Recently I have been working on deploying an evaluation edition of NSX in my home lab.  Starting from an AutoLab 2.6 deployment, I’ve added a few extras in order to run NSX.  This post is just to keep track of some tips and tricks I’ve come across while setting up the lab.  I’ll be updating this post as I come across new concepts and techniques.

Interesting links

I came across this article that describes the differences between Edge Services Routing and Distributed Logical Routing.

This post links to a series of articles titled “NSX for Newbies” that I found helpful to understand how to install from scratch.  This is the first post in another series on a different blog.

Outer ESXi layer

Make sure you set the portgroup used by your nested lab to allow promiscuous mode and forged transmits.  I have also set my portgroup to trunk vlans 1000-2000.  Definitely overkill but you can never have too many vlans.

*Supplied entries*
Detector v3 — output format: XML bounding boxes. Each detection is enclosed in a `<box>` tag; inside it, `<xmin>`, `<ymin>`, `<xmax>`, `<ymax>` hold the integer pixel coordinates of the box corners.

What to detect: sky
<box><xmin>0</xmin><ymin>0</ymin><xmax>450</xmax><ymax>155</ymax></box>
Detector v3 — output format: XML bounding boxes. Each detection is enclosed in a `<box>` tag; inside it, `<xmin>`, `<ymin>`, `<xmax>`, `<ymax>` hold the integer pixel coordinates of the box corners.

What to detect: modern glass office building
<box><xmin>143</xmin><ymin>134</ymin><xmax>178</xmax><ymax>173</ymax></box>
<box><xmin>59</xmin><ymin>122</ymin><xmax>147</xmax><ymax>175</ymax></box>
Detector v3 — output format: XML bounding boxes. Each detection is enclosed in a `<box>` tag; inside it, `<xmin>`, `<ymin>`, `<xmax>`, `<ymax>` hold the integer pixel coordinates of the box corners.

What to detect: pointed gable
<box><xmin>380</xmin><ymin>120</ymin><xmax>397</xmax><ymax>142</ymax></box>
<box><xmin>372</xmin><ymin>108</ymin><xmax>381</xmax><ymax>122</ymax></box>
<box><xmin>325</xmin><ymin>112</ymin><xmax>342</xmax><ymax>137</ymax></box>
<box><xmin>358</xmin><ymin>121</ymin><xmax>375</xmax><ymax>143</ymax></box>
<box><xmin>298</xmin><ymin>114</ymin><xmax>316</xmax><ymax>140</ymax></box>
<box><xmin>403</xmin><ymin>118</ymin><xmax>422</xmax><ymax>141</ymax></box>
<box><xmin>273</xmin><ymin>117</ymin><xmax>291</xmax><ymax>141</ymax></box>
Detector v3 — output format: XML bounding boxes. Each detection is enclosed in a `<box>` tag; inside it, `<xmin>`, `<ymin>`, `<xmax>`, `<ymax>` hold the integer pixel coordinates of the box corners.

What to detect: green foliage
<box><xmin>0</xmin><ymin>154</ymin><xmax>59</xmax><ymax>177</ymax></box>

*Requests*
• 1. In the NSX lab notes, rewrite the part from "Recently I have" to "a different blog.", changing "home lab" to "test environment".
• 2. Translate this sentence from the NSX lab notes into Spanish: "Make sure you set the portgroup used by your nested lab to allow promiscuous mode and forged transmits."
The records are not needed for anything here.

*Solutions*
• 1.
Recently I have been working on deploying an evaluation edition of NSX in my test environment.  Starting from an AutoLab 2.6 deployment, I’ve added a few extras in order to run NSX.  This post is just to keep track of some tips and tricks I’ve come across while setting up the lab.  I’ll be updating this post as I come across new concepts and techniques.

Interesting links

I came across this article that describes the differences between Edge Services Routing and Distributed Logical Routing.

This post links to a series of articles titled “NSX for Newbies” that I found helpful to understand how to install from scratch.  This is the first post in another series on a different blog.

• 2. Asegúrate de configurar el grupo de puertos que usa tu laboratorio anidado para que permita el modo promiscuo y las transmisiones falsificadas.